### Reading text

Work means survival in the hell of Auschwitz-Birkenau. Ella, a budding seamstress, and the older Rose, a proficient embroiderer, survive because their skills are needed in the Upper Tailoring Studio, where a group of seamstresses make fashionable dresses for the wives of the camp’s brutal ruling forces and the female guards.

Ella and Rose find ways to cling to their humanity—Ella, by eventually taking on a sewing project that could mean certain death if she is discovered; Rose, by sharing fanciful stories of a world beyond the prison wire, bloodthirsty dogs, starvation rations, and inhuman guards who beat prisoners to death on a whim.

######
### Data shown

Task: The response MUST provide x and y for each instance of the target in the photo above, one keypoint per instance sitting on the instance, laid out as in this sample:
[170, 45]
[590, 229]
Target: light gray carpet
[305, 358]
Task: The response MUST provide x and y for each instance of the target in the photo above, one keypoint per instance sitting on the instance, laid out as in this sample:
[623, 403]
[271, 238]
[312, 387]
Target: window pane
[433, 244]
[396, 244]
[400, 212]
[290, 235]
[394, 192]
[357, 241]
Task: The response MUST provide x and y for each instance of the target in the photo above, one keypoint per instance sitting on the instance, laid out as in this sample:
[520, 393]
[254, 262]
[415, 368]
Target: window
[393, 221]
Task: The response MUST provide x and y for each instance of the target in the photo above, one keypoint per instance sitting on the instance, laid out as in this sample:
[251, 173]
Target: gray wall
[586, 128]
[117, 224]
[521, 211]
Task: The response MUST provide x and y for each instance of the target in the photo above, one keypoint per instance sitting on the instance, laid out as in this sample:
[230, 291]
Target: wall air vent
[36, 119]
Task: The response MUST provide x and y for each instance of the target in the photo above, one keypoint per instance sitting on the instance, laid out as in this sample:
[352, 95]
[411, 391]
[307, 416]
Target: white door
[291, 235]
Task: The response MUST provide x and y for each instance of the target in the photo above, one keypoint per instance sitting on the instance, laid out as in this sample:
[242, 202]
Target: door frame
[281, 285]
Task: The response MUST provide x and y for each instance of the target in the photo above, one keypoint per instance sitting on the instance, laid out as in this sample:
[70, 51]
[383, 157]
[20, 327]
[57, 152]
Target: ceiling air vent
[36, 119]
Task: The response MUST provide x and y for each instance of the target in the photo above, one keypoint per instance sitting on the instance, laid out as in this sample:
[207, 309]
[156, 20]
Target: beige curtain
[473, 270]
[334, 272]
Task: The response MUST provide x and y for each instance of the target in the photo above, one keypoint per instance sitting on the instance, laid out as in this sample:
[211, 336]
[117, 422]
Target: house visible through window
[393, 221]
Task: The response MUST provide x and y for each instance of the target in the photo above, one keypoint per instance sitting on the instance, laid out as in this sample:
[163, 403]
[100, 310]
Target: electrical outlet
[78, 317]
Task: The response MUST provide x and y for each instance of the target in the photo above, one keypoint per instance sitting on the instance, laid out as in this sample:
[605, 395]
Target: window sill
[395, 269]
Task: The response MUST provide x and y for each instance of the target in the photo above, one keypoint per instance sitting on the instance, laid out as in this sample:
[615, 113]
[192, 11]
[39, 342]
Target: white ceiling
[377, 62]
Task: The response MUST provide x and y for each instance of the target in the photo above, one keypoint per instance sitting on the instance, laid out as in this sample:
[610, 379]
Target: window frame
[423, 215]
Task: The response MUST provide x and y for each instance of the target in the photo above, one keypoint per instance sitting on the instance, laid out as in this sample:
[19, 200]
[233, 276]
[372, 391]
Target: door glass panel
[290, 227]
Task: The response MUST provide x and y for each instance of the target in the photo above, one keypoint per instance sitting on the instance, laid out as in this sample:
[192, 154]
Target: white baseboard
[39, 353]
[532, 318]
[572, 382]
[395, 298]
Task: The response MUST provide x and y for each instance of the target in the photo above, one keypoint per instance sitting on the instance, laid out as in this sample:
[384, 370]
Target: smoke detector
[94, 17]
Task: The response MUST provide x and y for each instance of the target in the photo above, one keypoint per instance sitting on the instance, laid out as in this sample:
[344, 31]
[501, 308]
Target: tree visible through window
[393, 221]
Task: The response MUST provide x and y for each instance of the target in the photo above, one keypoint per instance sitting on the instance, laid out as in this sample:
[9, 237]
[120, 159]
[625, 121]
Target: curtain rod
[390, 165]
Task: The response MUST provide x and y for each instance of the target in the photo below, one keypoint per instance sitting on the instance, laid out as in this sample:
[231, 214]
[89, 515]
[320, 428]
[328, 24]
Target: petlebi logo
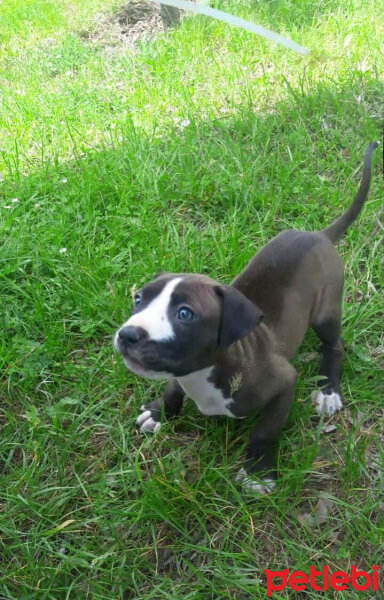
[321, 580]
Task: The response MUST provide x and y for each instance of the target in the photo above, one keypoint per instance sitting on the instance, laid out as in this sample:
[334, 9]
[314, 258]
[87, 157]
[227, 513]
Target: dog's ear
[239, 316]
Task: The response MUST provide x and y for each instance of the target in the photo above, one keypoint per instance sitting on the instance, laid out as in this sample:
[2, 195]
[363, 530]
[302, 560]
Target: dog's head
[181, 324]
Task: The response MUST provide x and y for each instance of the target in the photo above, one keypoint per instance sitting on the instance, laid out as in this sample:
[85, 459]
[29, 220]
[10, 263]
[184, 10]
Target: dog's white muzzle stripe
[154, 318]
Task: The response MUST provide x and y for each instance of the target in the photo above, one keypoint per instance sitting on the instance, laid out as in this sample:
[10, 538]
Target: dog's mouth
[135, 364]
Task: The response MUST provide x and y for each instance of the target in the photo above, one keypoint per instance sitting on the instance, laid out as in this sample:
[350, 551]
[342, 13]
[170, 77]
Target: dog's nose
[132, 335]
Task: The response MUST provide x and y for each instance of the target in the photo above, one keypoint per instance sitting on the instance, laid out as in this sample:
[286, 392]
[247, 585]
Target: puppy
[228, 347]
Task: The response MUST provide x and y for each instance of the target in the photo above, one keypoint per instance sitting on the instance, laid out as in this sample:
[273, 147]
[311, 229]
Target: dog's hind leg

######

* Tasks to perform:
**1)** Copy word for word the part of the passage about Ella and Rose that opens with the words containing "Ella and Rose" and closes with "death on a whim.".
**2)** In the passage about Ella and Rose, what skill does Rose have?
**3)** Carry the passage about Ella and Rose further, starting after its last sentence.
The rows are separate material, apart from the passage about Ella and Rose.

* Answer list:
**1)**
Ella and Rose find ways to cling to their humanity—Ella, by eventually taking on a sewing project that could mean certain death if she is discovered; Rose, by sharing fanciful stories of a world beyond the prison wire, bloodthirsty dogs, starvation rations, and inhuman guards who beat prisoners to death on a whim.

**2)** She is a proficient embroiderer.

**3)**
While Rose seems to find hope in the most unexpected places, Ella struggles to believe in future freedom. But as she slowly grasps the meaning of true friendship, the power of story to engender hope, and the importance of sacrificial living, Ella makes choices that set her on a path of integrity, one in which she eschews hatred and violence.

In the author’s notes, Lucy Adlington relates her goal in writing this insightful, gripping book: “My heartfelt aim has been to revisit a time in our past that clearly and categorically happened, but also to lift the stories out of historical specifics in order to show universal experiences. Hate crime, sadly, is not a thing of the past.” (Candlewick Press)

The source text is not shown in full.